• Requirements:
1. Reproduce everything in the message about Biblical Hebrew canonical ordering from "But the implications" down to "Uniscribe must know.".
2. According to the message about Biblical Hebrew canonical ordering, when would the search engine have to insert a CGJ, and why? Answer in one to three sentences.
3. Extend the message about Biblical Hebrew canonical ordering past its final line.

--- START Passage provided ---

Re: Yerushala(y)im - or Biblical Hebrew

Date: Tue Jul 29 2003 - 15:42:10 EDT

  • Next message: "Re: Yerushala(y)im - or Biblical Hebrew: meteg"

    I am trying to get a grasp on the problem. Thanks for your explanations. If
    you continue typing slowly enough, perhaps it will eventually get through.

    >>And the fact that you and others arguing for the
    canonical ordering change don't seem to recognize the distinction
    is part of the reason why we appear to be talking past each other.

    I agree.

    But the implications of keeping the current canonical order are also
    staggering. It seems there must be extra rules* for biblical Hebrew which
    will have to be written into every keyboard, search engine, and conversion

    For example, if someone wants to search for "laim", the keyboard will have
    to insert a character such as CGJ, between the two vowels before searching
    the normalized data. If the keyboard doesn't know about the required CGJ,
    then the search engine must insert it before searching. The search engine
    returns the results with the CGJ and the font used to display must know how
    to handle it. Also Uniscribe must know.

    Ultimately, it seems that every process will have to recognize and maintain
    only normalized data. Or am I off-base?

    And how will the keyboard know when to insert a CGJ? The user is not
    supposed to know about it. So will we program the keyboard to recognize all
    forms of "Yerushalaim"? Or perhaps we will just always insert CGJ between
    any two vowels? To me, the problem is expanding exponentially.

    > There are many other examples of problems with the current
    > canonical order.

--- END Passage provided ---
--- START Data provided ---

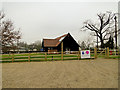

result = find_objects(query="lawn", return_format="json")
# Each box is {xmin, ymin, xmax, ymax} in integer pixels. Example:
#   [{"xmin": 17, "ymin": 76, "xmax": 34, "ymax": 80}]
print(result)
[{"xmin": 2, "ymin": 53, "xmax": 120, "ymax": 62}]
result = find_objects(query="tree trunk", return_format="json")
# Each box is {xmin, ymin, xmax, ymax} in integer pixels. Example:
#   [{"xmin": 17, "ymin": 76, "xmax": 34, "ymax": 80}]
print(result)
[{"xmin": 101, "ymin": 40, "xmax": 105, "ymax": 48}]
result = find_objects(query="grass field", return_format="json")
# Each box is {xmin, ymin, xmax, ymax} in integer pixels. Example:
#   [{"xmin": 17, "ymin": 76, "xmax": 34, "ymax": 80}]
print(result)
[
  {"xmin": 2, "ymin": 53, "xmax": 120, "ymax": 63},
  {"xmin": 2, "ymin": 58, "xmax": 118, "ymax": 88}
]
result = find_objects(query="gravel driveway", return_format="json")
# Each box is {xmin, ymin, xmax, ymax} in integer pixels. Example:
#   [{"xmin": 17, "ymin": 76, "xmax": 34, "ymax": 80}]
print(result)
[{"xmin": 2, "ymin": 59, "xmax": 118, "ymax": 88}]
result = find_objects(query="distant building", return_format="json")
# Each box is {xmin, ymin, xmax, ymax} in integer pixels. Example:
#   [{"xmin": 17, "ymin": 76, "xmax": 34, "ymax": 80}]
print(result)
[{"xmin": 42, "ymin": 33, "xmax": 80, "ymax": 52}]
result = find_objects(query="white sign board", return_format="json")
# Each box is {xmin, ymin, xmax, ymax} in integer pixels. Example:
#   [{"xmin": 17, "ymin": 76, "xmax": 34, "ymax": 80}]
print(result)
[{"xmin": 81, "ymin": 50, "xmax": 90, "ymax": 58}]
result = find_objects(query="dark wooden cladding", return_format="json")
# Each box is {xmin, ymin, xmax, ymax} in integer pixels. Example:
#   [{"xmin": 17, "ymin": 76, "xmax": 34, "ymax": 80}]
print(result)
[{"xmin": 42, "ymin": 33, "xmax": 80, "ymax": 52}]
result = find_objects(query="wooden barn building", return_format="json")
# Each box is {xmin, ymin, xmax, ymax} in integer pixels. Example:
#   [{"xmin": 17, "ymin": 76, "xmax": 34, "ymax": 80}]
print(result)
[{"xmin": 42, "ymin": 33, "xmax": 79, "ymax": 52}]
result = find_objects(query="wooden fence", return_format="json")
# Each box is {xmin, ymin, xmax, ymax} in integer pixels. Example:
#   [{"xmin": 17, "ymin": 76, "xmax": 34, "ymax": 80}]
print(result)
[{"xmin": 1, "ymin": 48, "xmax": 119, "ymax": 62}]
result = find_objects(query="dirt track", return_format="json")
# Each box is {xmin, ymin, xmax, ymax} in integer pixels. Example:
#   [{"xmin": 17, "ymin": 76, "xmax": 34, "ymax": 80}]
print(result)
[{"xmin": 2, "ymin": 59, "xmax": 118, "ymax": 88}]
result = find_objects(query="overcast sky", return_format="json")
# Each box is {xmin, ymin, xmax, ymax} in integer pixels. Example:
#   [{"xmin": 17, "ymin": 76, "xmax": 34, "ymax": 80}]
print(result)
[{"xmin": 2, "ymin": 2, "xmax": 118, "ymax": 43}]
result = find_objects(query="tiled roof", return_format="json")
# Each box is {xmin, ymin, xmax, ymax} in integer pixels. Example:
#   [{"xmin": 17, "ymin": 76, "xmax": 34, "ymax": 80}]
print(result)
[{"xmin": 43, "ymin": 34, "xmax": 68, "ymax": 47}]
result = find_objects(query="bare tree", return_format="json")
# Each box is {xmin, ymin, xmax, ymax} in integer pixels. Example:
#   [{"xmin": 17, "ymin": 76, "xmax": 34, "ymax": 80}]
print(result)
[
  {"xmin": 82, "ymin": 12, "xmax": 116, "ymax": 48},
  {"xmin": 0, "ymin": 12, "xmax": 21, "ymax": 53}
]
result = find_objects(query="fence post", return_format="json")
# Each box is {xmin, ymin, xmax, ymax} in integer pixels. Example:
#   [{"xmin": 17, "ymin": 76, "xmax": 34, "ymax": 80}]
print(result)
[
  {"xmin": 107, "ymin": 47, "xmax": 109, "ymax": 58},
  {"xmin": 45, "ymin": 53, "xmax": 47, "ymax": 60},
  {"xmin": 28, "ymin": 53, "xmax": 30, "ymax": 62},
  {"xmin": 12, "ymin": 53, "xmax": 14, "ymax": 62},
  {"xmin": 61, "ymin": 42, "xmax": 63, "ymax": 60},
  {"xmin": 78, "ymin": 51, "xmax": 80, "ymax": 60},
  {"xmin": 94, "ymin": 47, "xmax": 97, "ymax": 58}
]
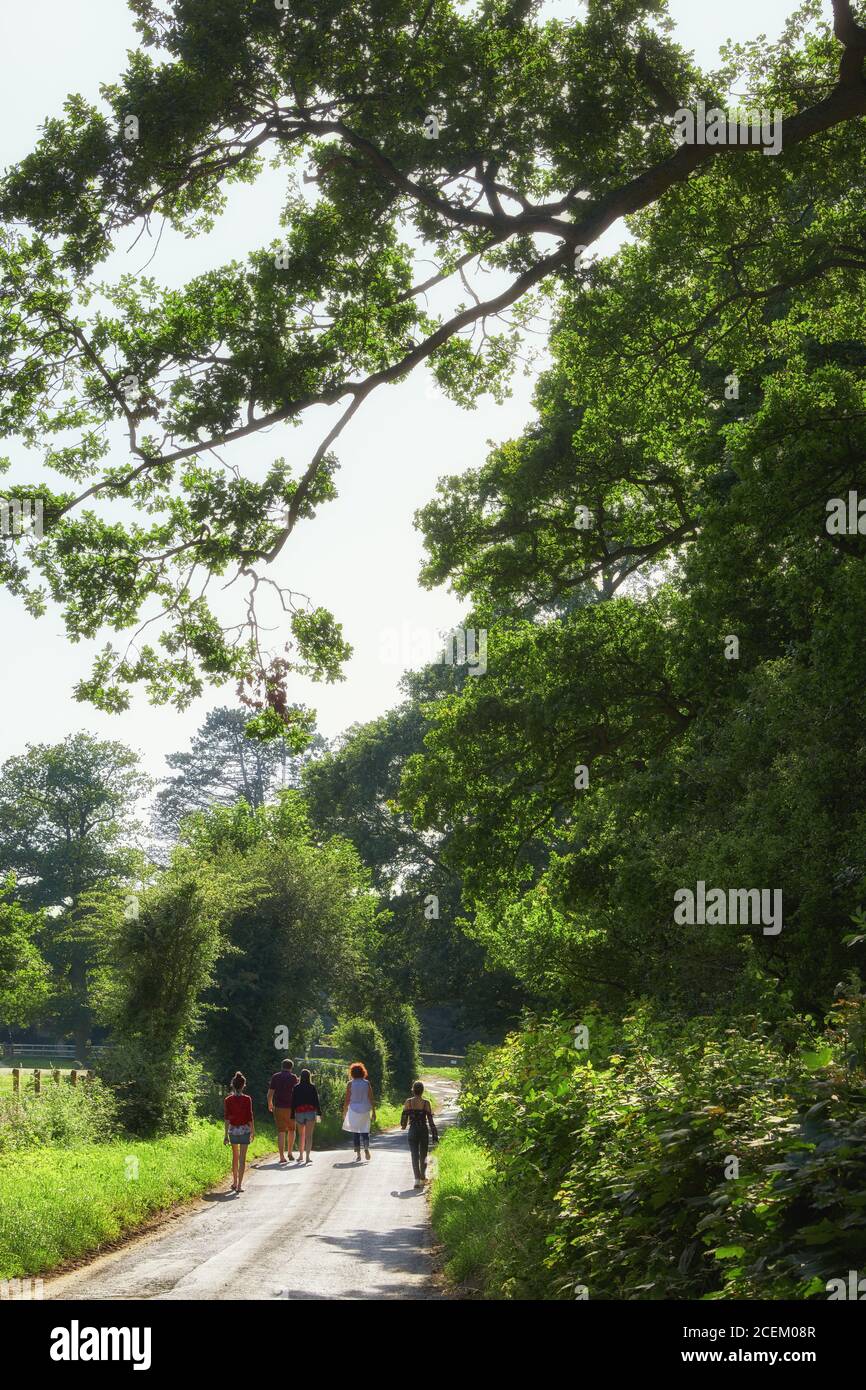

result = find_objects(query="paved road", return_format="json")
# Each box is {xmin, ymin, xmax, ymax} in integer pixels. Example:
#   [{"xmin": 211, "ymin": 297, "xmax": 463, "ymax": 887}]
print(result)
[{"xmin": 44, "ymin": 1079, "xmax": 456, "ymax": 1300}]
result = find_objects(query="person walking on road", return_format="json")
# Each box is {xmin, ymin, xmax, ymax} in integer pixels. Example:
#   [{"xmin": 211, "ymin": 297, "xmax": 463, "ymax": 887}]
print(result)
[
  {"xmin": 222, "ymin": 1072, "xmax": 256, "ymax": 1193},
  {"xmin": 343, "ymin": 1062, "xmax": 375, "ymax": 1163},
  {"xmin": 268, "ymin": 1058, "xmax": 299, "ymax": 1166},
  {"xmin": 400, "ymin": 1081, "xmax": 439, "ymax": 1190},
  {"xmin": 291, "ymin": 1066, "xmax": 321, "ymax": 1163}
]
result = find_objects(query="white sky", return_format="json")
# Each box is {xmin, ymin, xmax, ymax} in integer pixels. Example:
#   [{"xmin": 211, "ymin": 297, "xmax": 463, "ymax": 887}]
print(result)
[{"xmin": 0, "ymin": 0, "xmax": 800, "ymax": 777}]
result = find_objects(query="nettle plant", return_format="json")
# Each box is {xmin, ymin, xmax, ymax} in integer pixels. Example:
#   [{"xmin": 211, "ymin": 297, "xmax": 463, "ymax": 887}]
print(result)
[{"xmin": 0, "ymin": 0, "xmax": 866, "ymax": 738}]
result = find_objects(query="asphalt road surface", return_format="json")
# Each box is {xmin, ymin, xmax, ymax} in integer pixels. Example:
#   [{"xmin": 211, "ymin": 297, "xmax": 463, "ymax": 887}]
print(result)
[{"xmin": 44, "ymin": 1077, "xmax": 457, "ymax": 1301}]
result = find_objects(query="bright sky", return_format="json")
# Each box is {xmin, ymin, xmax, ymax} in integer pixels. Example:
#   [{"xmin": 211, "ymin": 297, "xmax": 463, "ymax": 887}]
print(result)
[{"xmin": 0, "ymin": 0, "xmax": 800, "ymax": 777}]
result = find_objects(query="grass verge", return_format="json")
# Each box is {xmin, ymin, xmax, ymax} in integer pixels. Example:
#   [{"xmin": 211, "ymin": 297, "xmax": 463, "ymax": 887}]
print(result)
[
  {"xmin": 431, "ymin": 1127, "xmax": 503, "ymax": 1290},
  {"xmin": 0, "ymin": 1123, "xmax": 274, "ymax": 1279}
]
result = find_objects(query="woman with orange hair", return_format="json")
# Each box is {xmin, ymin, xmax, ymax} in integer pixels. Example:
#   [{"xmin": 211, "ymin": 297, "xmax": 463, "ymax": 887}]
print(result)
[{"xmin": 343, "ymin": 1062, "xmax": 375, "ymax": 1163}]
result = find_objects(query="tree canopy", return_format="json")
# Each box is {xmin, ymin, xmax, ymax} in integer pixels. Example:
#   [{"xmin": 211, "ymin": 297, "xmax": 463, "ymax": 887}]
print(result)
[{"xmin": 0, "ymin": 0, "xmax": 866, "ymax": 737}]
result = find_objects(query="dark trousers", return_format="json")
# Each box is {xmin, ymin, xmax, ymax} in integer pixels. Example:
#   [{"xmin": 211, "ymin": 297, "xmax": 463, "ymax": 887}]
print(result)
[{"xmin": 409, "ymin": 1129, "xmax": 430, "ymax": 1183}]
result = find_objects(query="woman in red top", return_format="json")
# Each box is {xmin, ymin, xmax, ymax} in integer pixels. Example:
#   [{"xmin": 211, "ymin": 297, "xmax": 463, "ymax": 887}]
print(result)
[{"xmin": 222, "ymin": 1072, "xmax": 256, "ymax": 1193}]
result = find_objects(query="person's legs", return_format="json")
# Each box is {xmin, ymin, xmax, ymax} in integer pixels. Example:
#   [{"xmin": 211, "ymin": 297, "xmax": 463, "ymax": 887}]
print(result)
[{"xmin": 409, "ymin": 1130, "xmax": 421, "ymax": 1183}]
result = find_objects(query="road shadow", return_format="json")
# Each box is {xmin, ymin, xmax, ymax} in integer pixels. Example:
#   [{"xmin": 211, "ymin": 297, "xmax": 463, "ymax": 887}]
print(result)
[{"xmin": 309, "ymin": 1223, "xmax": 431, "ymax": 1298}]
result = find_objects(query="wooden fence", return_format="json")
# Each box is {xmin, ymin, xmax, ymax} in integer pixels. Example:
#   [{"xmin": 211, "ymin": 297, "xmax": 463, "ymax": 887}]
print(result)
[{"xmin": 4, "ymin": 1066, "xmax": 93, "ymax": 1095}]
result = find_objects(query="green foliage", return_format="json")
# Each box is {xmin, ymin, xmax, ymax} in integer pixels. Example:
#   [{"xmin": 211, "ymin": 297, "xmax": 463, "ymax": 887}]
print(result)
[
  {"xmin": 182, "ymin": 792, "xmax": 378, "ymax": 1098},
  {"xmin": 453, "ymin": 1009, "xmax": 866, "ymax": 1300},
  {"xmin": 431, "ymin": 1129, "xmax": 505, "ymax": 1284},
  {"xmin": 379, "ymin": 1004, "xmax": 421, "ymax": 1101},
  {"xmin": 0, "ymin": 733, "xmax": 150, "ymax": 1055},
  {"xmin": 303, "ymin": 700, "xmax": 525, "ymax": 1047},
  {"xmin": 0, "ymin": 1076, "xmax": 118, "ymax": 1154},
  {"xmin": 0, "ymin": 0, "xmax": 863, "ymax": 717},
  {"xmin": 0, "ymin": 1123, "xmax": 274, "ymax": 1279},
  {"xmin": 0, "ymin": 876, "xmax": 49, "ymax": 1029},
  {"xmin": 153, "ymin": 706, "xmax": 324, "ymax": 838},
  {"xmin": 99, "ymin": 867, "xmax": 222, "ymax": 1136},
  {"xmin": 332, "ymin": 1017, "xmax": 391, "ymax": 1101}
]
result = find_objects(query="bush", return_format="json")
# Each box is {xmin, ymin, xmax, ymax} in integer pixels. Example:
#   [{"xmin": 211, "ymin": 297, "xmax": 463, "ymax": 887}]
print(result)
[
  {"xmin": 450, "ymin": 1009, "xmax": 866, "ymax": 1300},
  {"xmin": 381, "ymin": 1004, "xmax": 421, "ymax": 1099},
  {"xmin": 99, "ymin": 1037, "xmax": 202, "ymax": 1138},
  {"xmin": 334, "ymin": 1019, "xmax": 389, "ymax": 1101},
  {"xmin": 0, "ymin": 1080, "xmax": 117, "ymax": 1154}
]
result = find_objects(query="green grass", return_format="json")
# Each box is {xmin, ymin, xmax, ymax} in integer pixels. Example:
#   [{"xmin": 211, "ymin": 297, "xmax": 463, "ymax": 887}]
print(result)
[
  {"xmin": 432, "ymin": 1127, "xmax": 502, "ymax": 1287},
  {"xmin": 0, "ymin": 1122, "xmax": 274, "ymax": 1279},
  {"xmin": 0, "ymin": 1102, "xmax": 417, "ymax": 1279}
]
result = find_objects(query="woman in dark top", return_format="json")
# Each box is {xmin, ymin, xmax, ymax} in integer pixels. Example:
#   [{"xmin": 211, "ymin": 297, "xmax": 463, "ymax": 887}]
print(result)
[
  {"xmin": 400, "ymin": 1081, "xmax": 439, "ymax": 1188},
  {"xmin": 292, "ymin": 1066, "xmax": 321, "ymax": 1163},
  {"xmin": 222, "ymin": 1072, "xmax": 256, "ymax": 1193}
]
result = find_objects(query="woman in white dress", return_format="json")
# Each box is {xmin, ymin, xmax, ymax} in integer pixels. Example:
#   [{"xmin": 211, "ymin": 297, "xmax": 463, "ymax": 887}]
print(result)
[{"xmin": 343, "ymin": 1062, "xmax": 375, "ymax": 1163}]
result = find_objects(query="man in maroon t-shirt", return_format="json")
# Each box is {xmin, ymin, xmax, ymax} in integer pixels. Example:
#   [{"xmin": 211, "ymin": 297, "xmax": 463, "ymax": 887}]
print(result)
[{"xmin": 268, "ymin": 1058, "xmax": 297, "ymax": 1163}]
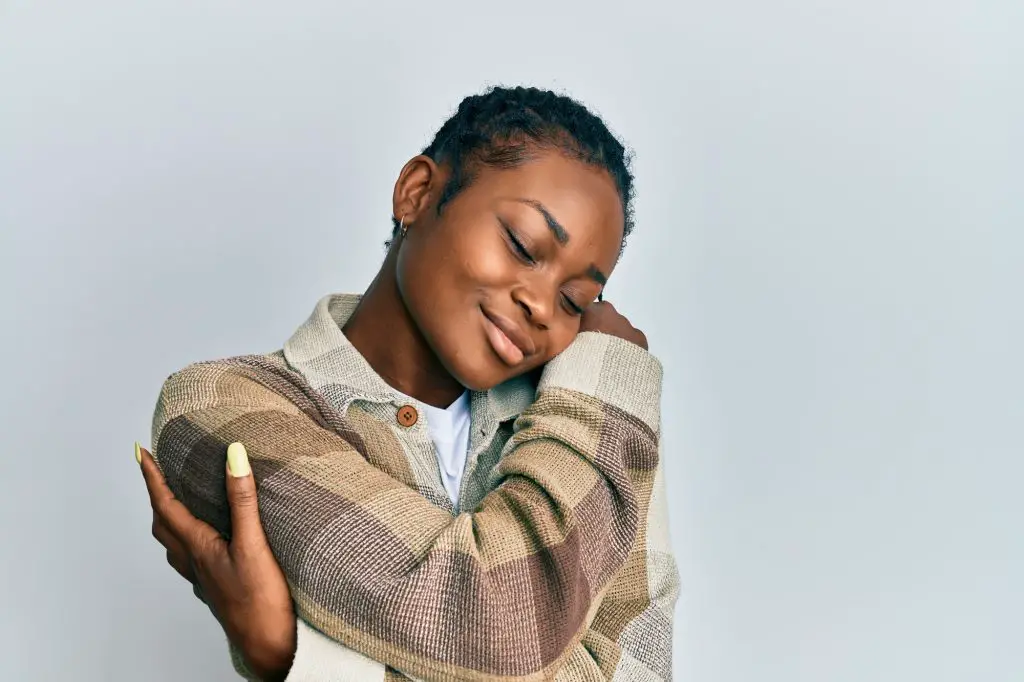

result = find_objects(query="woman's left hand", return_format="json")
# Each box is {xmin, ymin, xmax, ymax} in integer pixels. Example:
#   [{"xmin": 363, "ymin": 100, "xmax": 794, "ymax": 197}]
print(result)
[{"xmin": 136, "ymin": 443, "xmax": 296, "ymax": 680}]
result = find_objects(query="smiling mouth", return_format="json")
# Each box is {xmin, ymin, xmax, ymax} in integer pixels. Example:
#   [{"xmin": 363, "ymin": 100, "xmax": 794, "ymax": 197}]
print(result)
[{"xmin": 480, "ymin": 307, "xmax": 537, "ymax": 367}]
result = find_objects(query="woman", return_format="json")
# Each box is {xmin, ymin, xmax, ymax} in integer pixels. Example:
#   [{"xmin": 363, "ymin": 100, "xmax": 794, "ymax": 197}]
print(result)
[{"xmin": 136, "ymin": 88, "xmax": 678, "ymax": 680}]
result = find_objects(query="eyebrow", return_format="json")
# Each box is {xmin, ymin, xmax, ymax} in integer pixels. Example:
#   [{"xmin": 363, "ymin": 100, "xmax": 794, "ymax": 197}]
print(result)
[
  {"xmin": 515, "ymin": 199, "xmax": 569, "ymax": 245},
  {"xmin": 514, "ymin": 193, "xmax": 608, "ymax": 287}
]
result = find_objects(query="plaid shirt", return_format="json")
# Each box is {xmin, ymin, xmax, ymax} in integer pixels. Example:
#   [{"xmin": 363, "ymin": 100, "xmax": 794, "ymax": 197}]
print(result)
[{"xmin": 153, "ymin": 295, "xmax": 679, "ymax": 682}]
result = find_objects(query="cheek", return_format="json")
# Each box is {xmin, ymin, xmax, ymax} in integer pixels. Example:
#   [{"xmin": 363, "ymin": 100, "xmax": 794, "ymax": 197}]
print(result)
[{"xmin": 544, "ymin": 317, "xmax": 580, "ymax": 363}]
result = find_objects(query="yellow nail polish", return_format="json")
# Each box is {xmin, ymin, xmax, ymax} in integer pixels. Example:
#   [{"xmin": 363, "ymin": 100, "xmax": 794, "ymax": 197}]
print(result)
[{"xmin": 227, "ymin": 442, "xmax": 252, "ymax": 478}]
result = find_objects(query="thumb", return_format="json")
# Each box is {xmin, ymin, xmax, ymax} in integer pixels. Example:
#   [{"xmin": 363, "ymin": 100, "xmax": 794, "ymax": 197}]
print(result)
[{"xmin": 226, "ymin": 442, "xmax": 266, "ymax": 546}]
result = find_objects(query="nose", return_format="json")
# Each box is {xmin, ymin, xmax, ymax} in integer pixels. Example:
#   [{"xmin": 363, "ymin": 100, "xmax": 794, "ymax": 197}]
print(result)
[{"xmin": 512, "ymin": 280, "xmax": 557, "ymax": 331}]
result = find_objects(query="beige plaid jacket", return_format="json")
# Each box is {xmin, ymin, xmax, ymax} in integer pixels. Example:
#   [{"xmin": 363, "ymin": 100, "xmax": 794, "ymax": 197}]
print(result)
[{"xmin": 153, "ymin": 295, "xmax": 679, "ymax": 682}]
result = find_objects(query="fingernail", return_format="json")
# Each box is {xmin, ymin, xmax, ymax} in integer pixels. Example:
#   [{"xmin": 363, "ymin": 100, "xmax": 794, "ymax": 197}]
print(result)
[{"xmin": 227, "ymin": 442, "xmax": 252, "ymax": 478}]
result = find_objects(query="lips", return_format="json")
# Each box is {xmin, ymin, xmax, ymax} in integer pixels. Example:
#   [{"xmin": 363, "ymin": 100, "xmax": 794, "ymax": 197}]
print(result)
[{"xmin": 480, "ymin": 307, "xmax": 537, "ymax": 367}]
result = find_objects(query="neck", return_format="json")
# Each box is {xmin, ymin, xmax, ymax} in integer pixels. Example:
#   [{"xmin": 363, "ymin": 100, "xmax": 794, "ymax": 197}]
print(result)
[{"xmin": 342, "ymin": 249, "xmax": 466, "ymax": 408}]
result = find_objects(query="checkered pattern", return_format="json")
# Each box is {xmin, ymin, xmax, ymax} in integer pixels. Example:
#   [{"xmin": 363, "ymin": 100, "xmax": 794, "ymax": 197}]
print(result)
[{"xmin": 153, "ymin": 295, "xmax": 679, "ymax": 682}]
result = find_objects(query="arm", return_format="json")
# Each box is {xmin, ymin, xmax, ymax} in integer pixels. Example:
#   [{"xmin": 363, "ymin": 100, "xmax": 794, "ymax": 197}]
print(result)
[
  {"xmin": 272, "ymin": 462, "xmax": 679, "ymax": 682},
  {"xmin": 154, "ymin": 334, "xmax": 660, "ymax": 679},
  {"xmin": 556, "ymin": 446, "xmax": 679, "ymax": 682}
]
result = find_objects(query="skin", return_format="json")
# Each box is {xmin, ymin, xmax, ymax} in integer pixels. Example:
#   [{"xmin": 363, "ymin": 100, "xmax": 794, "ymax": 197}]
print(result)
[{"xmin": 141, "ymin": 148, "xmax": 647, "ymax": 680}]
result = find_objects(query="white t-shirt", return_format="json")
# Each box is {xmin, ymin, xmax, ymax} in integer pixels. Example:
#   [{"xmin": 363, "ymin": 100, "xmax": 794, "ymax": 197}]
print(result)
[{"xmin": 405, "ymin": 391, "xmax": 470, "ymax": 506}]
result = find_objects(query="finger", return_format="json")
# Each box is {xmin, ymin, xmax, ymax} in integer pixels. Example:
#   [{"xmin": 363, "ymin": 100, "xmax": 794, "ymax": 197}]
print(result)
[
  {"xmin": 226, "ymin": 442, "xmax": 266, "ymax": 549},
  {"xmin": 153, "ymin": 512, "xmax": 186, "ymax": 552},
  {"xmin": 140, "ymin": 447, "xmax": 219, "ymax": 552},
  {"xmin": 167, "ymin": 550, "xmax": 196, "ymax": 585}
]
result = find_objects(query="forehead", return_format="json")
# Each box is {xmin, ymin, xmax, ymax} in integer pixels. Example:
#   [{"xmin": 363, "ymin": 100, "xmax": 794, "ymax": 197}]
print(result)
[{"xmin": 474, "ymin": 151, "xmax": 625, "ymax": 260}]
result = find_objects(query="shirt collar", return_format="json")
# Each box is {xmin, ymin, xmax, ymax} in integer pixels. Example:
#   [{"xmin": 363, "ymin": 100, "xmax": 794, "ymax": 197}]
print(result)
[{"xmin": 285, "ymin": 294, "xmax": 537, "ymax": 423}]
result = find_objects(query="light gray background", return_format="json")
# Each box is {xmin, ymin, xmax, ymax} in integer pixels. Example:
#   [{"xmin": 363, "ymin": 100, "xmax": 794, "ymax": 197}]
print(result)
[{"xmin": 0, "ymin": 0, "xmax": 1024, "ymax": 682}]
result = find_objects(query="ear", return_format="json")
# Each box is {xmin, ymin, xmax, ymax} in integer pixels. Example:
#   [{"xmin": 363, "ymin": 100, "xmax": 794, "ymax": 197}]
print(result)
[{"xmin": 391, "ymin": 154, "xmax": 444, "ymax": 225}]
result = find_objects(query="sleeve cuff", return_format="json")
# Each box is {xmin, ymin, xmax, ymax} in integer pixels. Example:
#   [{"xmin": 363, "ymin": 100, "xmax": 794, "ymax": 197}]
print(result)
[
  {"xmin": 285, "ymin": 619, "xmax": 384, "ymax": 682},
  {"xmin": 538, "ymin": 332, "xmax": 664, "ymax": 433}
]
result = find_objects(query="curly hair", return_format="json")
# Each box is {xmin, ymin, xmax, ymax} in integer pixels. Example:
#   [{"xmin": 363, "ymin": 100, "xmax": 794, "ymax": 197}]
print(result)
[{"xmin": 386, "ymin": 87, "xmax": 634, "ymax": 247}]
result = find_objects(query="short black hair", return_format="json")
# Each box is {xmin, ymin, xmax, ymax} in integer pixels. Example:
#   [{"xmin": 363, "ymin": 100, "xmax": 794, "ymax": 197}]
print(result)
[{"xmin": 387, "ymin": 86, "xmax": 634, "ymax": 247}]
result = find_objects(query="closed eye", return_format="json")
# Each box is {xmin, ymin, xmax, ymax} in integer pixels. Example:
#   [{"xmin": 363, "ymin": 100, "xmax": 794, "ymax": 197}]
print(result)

--- END Data provided ---

• The answers:
1.
But the implications of keeping the current canonical order are also
    staggering. It seems there must be extra rules* for biblical Hebrew which
    will have to be written into every keyboard, search engine, and conversion

    For example, if someone wants to search for "laim", the keyboard will have
    to insert a character such as CGJ, between the two vowels before searching
    the normalized data. If the keyboard doesn't know about the required CGJ,
    then the search engine must insert it before searching. The search engine
    returns the results with the CGJ and the font used to display must know how
    to handle it. Also Uniscribe must know.

2. The search engine would have to insert the CGJ when the keyboard doesn't know about it. A search for "laim" needs a character such as CGJ between the two vowels before the normalized data can be searched, so if the keyboard hasn't added it, the search engine must.

3.
    Many other examples that aren't merely more examples of the
    generic issue which can be addressed by CGJ insertion?

    Short List of *Extra Rules or Things I Need a Solution for"

    right meteg
    left meteg after a hataf vowel
    Upper Punctum
    Lower Punctum
    Upper Double (thousands) dot, if 05C4 is the upper single (hundreds) dot
    Reversed Nun
    Any sequence of two vowels, including "laim" example
    Any second vowel, such as for alternate pronunciation, which appears after
    the final low cant - thus a vowel-cant-vowel sequence
             Another example I believe is the Adonai vowel markings on the name
    of God
    The current mix of high-low, left and right is extraordinarily and
    inordinately complex, as if it were intended to be impossible to program.

    The top 6 can be handled by adding characters to the Unicode set for
    Hebrew, if the canonical classes are set reasonably. In the meantime, we
    are trying to substitute Latin marks in the 0300 series, but there seem to
    be conflicts there. We've talked about inserting a control character and
    perhaps that would work on the next two problems, although it is not
    working at present.

    I would really have to go back and re-think the entire project if I were to
    accept canonical order as the required store order, rather than the sort
    order it was designed to be.

    Joan Wardell

                          Kenneth Whistler
                          < To:
    > cc:,
                                                   Subject: Re: Yerushala(y)im - or Biblical Hebrew
                          07/28/2003 05:32
                          Please respond
                          to Kenneth

    Joan Wardell responded to:

    > > Why can't we just fix the database? :)

    > Because changing the canonical ordering classes (in ways not
    > allowed by the stability policies) breaks the normalization
    > *algorithm* and the expected test results it is tested against.

    > If the "expected test results" are bad data, it shouldn't matter
    > then if it is consistent.

    O.k. Stop right there. The expected test results are, in fact,
    *good* data. They accurately reflect the current statement of
    the algorithm, which was the point.

    > Are you
    > saying that somewhere there are lots of people who have worked very hard
    > implement
    > Hebrew as it is currently described in Unicode 3 and they would have to
    > "start over" if we
    > changed the canonical order? And the biggest fear is that the data today
    > won't be
    > consistent with the data in the new order?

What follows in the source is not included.